* Start Excerpted text *

At the Software Carpentry bootcamp for librarians at PyCon 2014, I found an image of an old library catalogue card which has nearly illegible dates, partially out of order, and in varying formats. I transcribed this by hand into library-card.txt, and also created a more difficult version of the same data in library-card-hard.txt. I then walked the class through the exercise of writing a script to load the data into Python, parse it, and convert it to a more consistent and useful format. We interspersed writing the script with learning about git, and making periodic git commits to save our progress.

This exercise proved to be really successful for several reasons: it tied together all the building block concepts we had gone over the day before; it provided a realistic setting for learning version control; and it resulted in a legitimately useful program that the students had written.

Steps

We went through the following steps. In general, I tried to take the approach of telling the class what we should do next at a conceptual level (I occasionally asked them this as well), and then asking them how I should actually write the code to do it.

After each of the steps below, we would make a git commit.

  1. Load the data into Python using open and read. I opted to write the script without a function and without if __name__ == "__main__" because, while technically good style, I think it would have mostly just caused people to have issues with indentation/whitespace and thus distract from the actual writing of code.

    Split the file contents into lines with split. Read out the first three lines and save them into variables call_number, author, and title, respectively, and print them out.

    Isolate the lines with dates on them using list slicing. We hadn't really talked about slicing lists at this point, so this was a bit confusing for some people.

  2. Write a for loop to process each date in the list of dates. We started the for loop just printing out each date (not actually doing any processing). Then, we used split again to split each date into month, day, and year, and print out the values.

  3. Handle years that were in a format like '59. Ask the class to brainstorm how to do this, get multiple responses, and then talk about how there are multiple ways you could do this and provide tips on how to decide which way to use (e.g., if you can think of a way that seems to use fewer edge cases, use that).

  4. Handle years that were in a format like 59. Assume everything else is formatted correctly, and add an assert statement to verify that the correclty formatted year is of length 4. Talk about why we would want to use assert statements (e.g., maybe there was a year format that we didn't realize).

* End Excerpted text *

Continue the account above of the library catalogue card exercise, writing the next steps of the script after the assert check on four-digit years.

* Start Dataset content *

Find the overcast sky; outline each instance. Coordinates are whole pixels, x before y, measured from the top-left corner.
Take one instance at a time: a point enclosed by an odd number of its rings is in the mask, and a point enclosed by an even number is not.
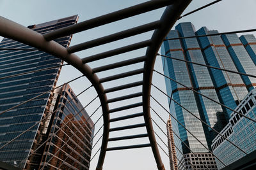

* End Dataset content *

*Response*
  5. Convert three-letter month names to integers. This required introducting the index method of lists.

  6. Combine the processed month, day, and year into a date format like 1959-07-13, and append the new date to a list called clean_data. Write the original call_number, author, and title to the first three lines of a new file. Create another for loop, and write all the dates in clean_data to the file as well.

Thoughts

Here are some of my thoughts about what worked and what we could have done differently.

  • Some students with older versions of OS X had trouble with git. We should have probably tried to make sure everyone had git installed earlier on.

  • If I were to redo this lesson, I would probably process years like 59 before years like '59.

  • I forgot to append the processed dates to a list at first, but I think this was actually a good mistake to make, because it demonstrated that even experience programmers aren't perfect, and that coding can be somewhat nonlinear.

  • While we were working on writing the cleaned data out to file, a few of the students accidentally opened a file handler for the original data file and overwrote it, meaning that the next time they ran their script, they got an error. This was a great teaching moment for the value of git: we actually had the whole class overwrite their data files, and then had everybody use git checkout to revert the changes. However, we didn't undo the change to the script (so it wouldn't overwrite the file anymore) soon enough, and some people overwrote their data file a second time, so it would be good to remember to do this in the future.

  • If there were more time, I would have had them write the script to take a command line argument of the name of the file to process. We covered command line arguments the day before, so I don't think this would have been difficult (we just ran out of time).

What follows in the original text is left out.